French Bishop Condemns Government Legal Body for Promoting “Barbarism” of Embryo Research
By Hilary White
BAYONNE, France, May 14, 2009 (LifeSiteNews.com) - The Catholic bishop of Bayonne has warned that the French government is promoting a form of "barbarism" in recommending the legalization of embryo research.
Bishop Marc Aillet, head of the diocese of Bayonne, Lescar and Oloron, said in a media release that promoting embryo research is the "temptation for man to set himself up as the master of life over his fellow men."
The bishop released the remarks to coincide with the current Estates General on bioethics - a forum for debate on issues such as embryonic stem cell research and cloning that will present its findings to the French Parliament. The findings will then be used to help with deliberations on the 2004 law on bioethics, which is scheduled for reconsideration.

» Collected data entries
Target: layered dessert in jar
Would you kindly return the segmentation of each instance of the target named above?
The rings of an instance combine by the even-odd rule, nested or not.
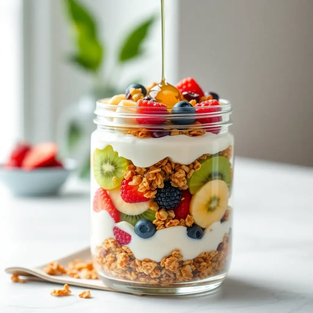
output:
[[[107,283],[221,281],[229,266],[230,104],[191,78],[164,87],[134,84],[97,104],[91,252]]]

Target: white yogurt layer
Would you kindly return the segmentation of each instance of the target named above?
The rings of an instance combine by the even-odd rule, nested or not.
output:
[[[193,162],[205,153],[215,154],[232,144],[232,135],[206,132],[202,136],[166,136],[161,138],[138,138],[119,132],[97,130],[91,138],[91,152],[110,145],[119,156],[131,160],[136,166],[146,167],[168,157],[180,164]]]
[[[116,226],[131,236],[131,242],[126,246],[136,259],[150,259],[156,262],[160,262],[163,257],[174,250],[180,250],[184,260],[194,259],[203,252],[216,250],[231,225],[230,221],[215,222],[206,229],[201,239],[188,237],[187,228],[183,226],[165,228],[156,232],[152,237],[144,239],[136,235],[134,227],[126,222],[115,224],[106,211],[93,212],[91,218],[92,247],[101,245],[105,239],[115,238],[113,228]]]

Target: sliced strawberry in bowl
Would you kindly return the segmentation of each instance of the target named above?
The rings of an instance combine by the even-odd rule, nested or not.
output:
[[[164,116],[160,116],[167,114],[166,105],[155,101],[140,99],[137,101],[136,106],[136,114],[142,114],[143,115],[142,117],[136,119],[140,124],[160,125],[163,124],[166,119]],[[149,116],[147,116],[148,115]]]
[[[175,218],[178,220],[185,219],[189,214],[189,206],[192,195],[189,190],[182,191],[182,200],[178,206],[173,210],[175,213]]]
[[[95,212],[107,211],[115,223],[120,221],[120,213],[114,206],[106,190],[100,187],[96,191],[94,196],[93,209]]]
[[[217,100],[208,100],[204,101],[200,103],[197,103],[195,105],[196,113],[198,114],[203,114],[206,113],[218,113],[222,111],[222,108],[218,101]],[[197,122],[199,122],[202,124],[211,124],[221,122],[222,120],[221,116],[199,116],[196,119]],[[213,133],[214,134],[218,134],[221,131],[220,126],[208,127],[206,127],[207,131]]]
[[[188,91],[198,94],[201,98],[204,95],[203,90],[192,77],[187,77],[182,80],[176,84],[176,88],[182,94]]]
[[[136,203],[148,201],[150,199],[144,196],[144,192],[138,191],[139,185],[132,185],[131,179],[123,180],[121,187],[121,198],[125,202]]]
[[[44,167],[55,159],[57,152],[58,147],[55,143],[39,144],[27,153],[22,163],[22,167],[26,170]]]
[[[28,143],[21,142],[18,144],[11,152],[8,166],[20,167],[25,156],[30,149],[30,146]]]

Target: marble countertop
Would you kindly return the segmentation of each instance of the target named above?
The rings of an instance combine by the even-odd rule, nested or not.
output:
[[[233,248],[215,295],[139,297],[91,290],[50,295],[59,285],[13,284],[6,267],[40,264],[89,244],[88,188],[60,197],[13,199],[0,187],[0,312],[313,312],[313,169],[238,159]]]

» Tasks
a) Summarize the news report about the bishop of Bayonne in two sentences.
b) According to the news report about the bishop of Bayonne, which law is scheduled for reconsideration?

» Written answers
a) Bishop Marc Aillet of Bayonne warned in a media release that the French government is promoting a form of "barbarism" by recommending the legalization of embryo research, which he called the "temptation for man to set himself up as the master of life over his fellow men." He timed his remarks to coincide with the current Estates General on bioethics, a forum whose findings will go to the French Parliament to help with deliberations on the 2004 bioethics law.

b) The 2004 law on bioethics.